> **REQUIRED ACTION**
The entries are to be returned exactly, with images left out.
── DATA RECORDS ──
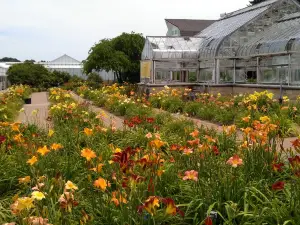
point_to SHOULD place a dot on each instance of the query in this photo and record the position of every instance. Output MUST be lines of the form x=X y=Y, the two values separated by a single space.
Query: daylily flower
x=32 y=160
x=149 y=135
x=265 y=119
x=100 y=183
x=296 y=143
x=43 y=151
x=37 y=195
x=246 y=119
x=2 y=139
x=24 y=180
x=88 y=154
x=235 y=161
x=22 y=203
x=156 y=143
x=117 y=198
x=279 y=185
x=277 y=167
x=191 y=175
x=70 y=186
x=150 y=205
x=98 y=168
x=171 y=207
x=88 y=132
x=56 y=146
x=208 y=221
x=195 y=133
───
> **OUTPUT OF THE TASK**
point_to SHOULD place a dot on each instance of the query in this photo and record the position of every instance. Output MUST be lines of the form x=X y=Y, the two values separated by a single space.
Query: daylily flower
x=32 y=160
x=149 y=135
x=265 y=119
x=100 y=183
x=296 y=143
x=43 y=151
x=37 y=195
x=246 y=119
x=2 y=139
x=24 y=180
x=88 y=154
x=235 y=161
x=22 y=203
x=156 y=143
x=117 y=198
x=279 y=185
x=277 y=167
x=191 y=175
x=70 y=186
x=150 y=205
x=98 y=168
x=171 y=207
x=88 y=132
x=56 y=146
x=208 y=221
x=195 y=133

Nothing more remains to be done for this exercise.